**Directions:** Would you output the whole of the data exactly?

########

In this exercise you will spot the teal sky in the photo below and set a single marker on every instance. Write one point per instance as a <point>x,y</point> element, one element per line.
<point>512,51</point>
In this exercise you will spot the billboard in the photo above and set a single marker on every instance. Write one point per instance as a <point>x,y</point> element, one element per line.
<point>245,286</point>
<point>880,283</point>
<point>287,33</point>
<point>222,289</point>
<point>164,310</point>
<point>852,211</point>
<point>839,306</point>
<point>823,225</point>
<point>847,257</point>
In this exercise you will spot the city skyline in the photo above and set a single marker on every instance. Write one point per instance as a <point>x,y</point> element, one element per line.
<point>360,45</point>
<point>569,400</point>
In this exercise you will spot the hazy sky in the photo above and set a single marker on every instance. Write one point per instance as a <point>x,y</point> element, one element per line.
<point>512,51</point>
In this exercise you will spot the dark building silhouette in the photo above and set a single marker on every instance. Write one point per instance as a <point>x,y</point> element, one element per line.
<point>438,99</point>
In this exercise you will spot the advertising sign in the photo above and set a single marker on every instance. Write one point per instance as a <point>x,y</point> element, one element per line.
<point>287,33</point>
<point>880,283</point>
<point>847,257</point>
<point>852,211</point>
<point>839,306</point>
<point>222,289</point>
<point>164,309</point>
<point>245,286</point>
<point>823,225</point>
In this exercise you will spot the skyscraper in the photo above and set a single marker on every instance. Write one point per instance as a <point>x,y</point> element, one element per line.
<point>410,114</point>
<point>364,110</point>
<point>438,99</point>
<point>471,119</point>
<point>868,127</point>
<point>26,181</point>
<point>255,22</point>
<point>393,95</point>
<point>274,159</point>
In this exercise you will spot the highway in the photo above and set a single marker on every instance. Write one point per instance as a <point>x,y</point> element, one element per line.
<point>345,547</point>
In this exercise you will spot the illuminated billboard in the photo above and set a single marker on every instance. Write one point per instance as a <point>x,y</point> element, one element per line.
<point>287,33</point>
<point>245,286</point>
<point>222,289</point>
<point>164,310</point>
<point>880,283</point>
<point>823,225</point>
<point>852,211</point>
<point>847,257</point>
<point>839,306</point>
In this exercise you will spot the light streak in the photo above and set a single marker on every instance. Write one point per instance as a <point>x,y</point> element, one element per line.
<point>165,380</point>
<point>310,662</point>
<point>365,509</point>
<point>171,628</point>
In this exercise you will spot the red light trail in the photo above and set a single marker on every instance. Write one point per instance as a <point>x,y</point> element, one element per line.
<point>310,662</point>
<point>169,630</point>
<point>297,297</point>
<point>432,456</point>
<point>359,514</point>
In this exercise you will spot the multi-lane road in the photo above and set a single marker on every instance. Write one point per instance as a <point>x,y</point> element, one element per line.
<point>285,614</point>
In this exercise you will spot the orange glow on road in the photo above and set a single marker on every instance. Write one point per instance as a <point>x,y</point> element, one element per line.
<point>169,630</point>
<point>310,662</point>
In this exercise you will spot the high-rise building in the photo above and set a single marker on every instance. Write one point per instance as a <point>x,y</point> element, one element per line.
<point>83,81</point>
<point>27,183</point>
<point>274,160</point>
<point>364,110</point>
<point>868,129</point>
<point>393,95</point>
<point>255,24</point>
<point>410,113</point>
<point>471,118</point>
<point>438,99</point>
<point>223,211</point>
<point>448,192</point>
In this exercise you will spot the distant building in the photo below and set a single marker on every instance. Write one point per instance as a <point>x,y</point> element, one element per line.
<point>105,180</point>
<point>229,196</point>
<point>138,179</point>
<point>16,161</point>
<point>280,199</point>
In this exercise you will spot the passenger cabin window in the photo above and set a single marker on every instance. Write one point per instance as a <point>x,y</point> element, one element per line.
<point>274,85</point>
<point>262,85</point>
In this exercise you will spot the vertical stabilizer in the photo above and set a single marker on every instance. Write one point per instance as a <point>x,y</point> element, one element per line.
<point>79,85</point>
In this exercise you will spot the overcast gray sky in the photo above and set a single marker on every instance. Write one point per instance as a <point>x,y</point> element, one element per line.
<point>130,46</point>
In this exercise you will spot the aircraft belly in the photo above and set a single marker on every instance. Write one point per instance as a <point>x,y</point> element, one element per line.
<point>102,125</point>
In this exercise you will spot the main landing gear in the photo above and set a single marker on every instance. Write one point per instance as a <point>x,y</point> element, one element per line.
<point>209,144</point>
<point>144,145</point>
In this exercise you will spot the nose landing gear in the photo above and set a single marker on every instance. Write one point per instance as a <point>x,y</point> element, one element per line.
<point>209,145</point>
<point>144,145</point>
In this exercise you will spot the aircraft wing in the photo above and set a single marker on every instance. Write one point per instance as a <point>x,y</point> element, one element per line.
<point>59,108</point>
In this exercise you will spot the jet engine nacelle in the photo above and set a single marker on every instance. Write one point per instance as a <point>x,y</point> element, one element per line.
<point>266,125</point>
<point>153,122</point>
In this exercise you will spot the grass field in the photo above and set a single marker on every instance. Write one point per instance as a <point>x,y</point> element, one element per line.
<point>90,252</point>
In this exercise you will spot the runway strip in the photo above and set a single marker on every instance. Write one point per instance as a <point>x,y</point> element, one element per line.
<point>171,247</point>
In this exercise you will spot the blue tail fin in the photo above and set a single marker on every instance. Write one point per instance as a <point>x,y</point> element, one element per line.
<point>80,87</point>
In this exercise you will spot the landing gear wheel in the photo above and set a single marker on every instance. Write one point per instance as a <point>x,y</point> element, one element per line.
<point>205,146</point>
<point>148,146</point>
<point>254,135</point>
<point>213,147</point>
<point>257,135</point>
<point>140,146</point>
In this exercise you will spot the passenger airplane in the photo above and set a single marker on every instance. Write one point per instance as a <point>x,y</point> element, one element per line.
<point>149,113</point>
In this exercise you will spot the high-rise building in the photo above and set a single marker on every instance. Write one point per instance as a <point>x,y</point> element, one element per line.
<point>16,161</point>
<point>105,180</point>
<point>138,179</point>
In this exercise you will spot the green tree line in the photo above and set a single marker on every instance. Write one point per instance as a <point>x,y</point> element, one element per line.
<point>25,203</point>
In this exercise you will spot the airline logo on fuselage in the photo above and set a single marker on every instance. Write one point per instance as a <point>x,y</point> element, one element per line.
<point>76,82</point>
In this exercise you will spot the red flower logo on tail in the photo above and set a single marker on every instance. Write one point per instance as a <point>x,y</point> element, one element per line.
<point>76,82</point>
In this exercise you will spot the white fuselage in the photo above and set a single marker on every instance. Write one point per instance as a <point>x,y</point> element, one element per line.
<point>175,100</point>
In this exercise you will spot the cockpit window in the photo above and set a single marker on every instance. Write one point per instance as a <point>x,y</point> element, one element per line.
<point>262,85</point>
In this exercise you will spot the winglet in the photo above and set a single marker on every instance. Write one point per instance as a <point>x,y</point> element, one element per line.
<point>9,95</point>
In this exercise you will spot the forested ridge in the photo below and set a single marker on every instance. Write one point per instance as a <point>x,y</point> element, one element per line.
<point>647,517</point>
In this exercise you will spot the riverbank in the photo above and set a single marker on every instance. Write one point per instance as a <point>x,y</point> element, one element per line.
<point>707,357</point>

########

**Response:**
In this exercise you will spot the teal sky in the photo below and set a single marker on every instance. Write one point per instance as a <point>x,y</point> element, one element per line.
<point>512,51</point>
In this exercise you will spot the billboard in the photo above and set a single marker on every instance. Write one point per instance as a <point>x,y</point> element, one element per line.
<point>245,286</point>
<point>880,283</point>
<point>287,33</point>
<point>222,289</point>
<point>164,310</point>
<point>852,211</point>
<point>839,306</point>
<point>823,225</point>
<point>847,257</point>
In this exercise you will spot the city skyline in the photo above and set a single marker on every instance. Write one point per instance as a <point>x,y</point> element, one element per line.
<point>360,45</point>
<point>569,400</point>
In this exercise you will spot the hazy sky in the photo above and set a single marker on every instance. Write one point per instance as a <point>x,y</point> element, one element per line.
<point>512,51</point>
In this exercise you will spot the dark building silhouette in the photo above and set a single marker on every instance. Write one point per instance as a <point>x,y</point> element, one element per line.
<point>438,99</point>
In this exercise you will spot the advertising sign in the photo above and set a single marker on every instance. Write one point per instance as a <point>x,y</point> element, one element per line.
<point>287,33</point>
<point>880,283</point>
<point>847,257</point>
<point>852,211</point>
<point>839,306</point>
<point>222,289</point>
<point>164,309</point>
<point>245,286</point>
<point>823,225</point>
In this exercise you will spot the skyscraper in the photo above and set a single marker on every instance. Write one point per instance as a <point>x,y</point> element, one element per line.
<point>410,114</point>
<point>364,110</point>
<point>438,99</point>
<point>471,119</point>
<point>868,127</point>
<point>26,181</point>
<point>255,22</point>
<point>393,95</point>
<point>274,159</point>
In this exercise you will spot the highway in the photo above and set a single marker on every instance. Write one point per instance as a <point>x,y</point> element, one element per line.
<point>345,547</point>
In this exercise you will spot the illuminated billboard in the photo above and set a single marker on every instance. Write one point per instance as a <point>x,y</point> element, one element per line.
<point>287,33</point>
<point>245,286</point>
<point>222,289</point>
<point>164,310</point>
<point>880,283</point>
<point>823,225</point>
<point>852,211</point>
<point>847,257</point>
<point>839,306</point>
In this exercise you will spot the light streak in the photo above and set a single marker on every instance. Write one point per instance as a <point>x,y</point> element, one element per line.
<point>165,380</point>
<point>310,662</point>
<point>365,509</point>
<point>171,628</point>
In this exercise you will spot the red light trail in the photo above and set a single marker on every instance. Write one point per instance as a <point>x,y</point> element, one element per line.
<point>310,662</point>
<point>169,630</point>
<point>297,297</point>
<point>432,456</point>
<point>359,514</point>
In this exercise you will spot the multi-lane road in the photo above and set a single marker on every instance. Write one point per instance as a <point>x,y</point> element, one element per line.
<point>285,614</point>
In this exercise you will spot the orange glow on road in the photo above and set a single marker on every instance. Write one point per instance as a <point>x,y</point> element, one element per line.
<point>169,630</point>
<point>310,662</point>
In this exercise you will spot the high-rise building in the photo above and set a single marker on every instance. Write one point per instance as a <point>x,y</point> element, one element per line.
<point>83,81</point>
<point>27,183</point>
<point>274,160</point>
<point>364,110</point>
<point>868,129</point>
<point>393,95</point>
<point>255,24</point>
<point>410,113</point>
<point>471,118</point>
<point>438,99</point>
<point>223,211</point>
<point>448,192</point>
In this exercise you will spot the distant building in the photo below and set a single marker on every instance. Write one point per instance as a <point>x,y</point> element, one element per line.
<point>105,180</point>
<point>229,196</point>
<point>138,179</point>
<point>16,161</point>
<point>280,199</point>
In this exercise you will spot the passenger cabin window in the photo above and set a single marker on every instance. Write one point per instance as a <point>x,y</point> element, one element per line.
<point>274,85</point>
<point>262,85</point>
In this exercise you will spot the vertical stabilizer in the photo above and set a single marker on every instance. Write one point per instance as a <point>x,y</point> element, one element per line.
<point>79,85</point>
In this exercise you will spot the overcast gray sky in the photo above and set a single marker on every instance. Write one point per instance as a <point>x,y</point> element, one element per line.
<point>130,46</point>
In this exercise you will spot the aircraft belly in the photo above and set a single marker on every instance. Write one point per instance as a <point>x,y</point> element, one element per line.
<point>102,125</point>
In this exercise you will spot the main landing gear in the photo above and set a single marker on every instance. Write one point per instance as a <point>x,y</point> element, one element per line.
<point>209,144</point>
<point>144,145</point>
In this exercise you will spot the nose landing gear in the photo above and set a single marker on every instance. Write one point per instance as a <point>x,y</point> element, one element per line.
<point>209,145</point>
<point>144,145</point>
In this exercise you will spot the aircraft wing in the photo above and set a single marker on every instance. Write one point per instance as a <point>x,y</point> element, one element per line.
<point>59,108</point>
In this exercise you will spot the jet engine nacelle in the photo above and set a single marker on every instance. Write one point per instance as a <point>x,y</point> element, one element per line.
<point>266,125</point>
<point>153,122</point>
In this exercise you will spot the grass field in the photo above and set a single marker on every instance. Write one point per instance as a <point>x,y</point> element, one element per line.
<point>90,252</point>
In this exercise you will spot the runway strip in the photo above and set a single marker on every instance. Write one point per instance as a <point>x,y</point> element, one element per line.
<point>171,247</point>
In this exercise you will spot the blue tail fin in the photo above and set a single marker on every instance. Write one point per instance as a <point>x,y</point> element, one element per line.
<point>80,87</point>
In this exercise you will spot the landing gear wheel in the photo above and set a single marker on every instance. Write one point per instance as a <point>x,y</point> element, one element per line.
<point>205,146</point>
<point>148,146</point>
<point>254,135</point>
<point>213,147</point>
<point>257,135</point>
<point>140,146</point>
In this exercise you will spot the passenger airplane in the photo above and set a single marker on every instance. Write one point per instance as a <point>x,y</point> element, one element per line.
<point>149,113</point>
In this exercise you will spot the high-rise building in the photo above and set a single marker on every instance. Write one point per instance as a <point>x,y</point> element, one element per line.
<point>16,161</point>
<point>105,180</point>
<point>138,179</point>
In this exercise you will spot the green tree line in the photo above and set a single marker on every instance. Write one point per instance as a <point>x,y</point> element, one element per line.
<point>25,203</point>
In this exercise you will spot the airline logo on fuselage in the photo above and set a single marker on every instance. Write one point per instance as a <point>x,y</point> element, one element per line.
<point>76,82</point>
In this exercise you will spot the red flower logo on tail in the photo above and set a single marker on every instance. Write one point per instance as a <point>x,y</point> element, one element per line.
<point>76,82</point>
In this exercise you will spot the white fuselage in the photo above and set a single marker on every instance. Write one point per instance as a <point>x,y</point> element, one element per line.
<point>175,100</point>
In this exercise you will spot the cockpit window in the photo above and set a single marker on every instance. Write one point per instance as a <point>x,y</point> element, one element per line.
<point>262,85</point>
In this exercise you will spot the winglet in the photo above and set a single marker on every instance. Write one point per instance as a <point>x,y</point> element, one element per line.
<point>9,95</point>
In this exercise you will spot the forested ridge in the photo below and set a single marker on every instance. Write one point per instance as a <point>x,y</point> element, one element per line.
<point>647,517</point>
In this exercise you will spot the riverbank in the photo above and set a single marker on every instance. Write one point per instance as a <point>x,y</point> element, one element per line.
<point>707,357</point>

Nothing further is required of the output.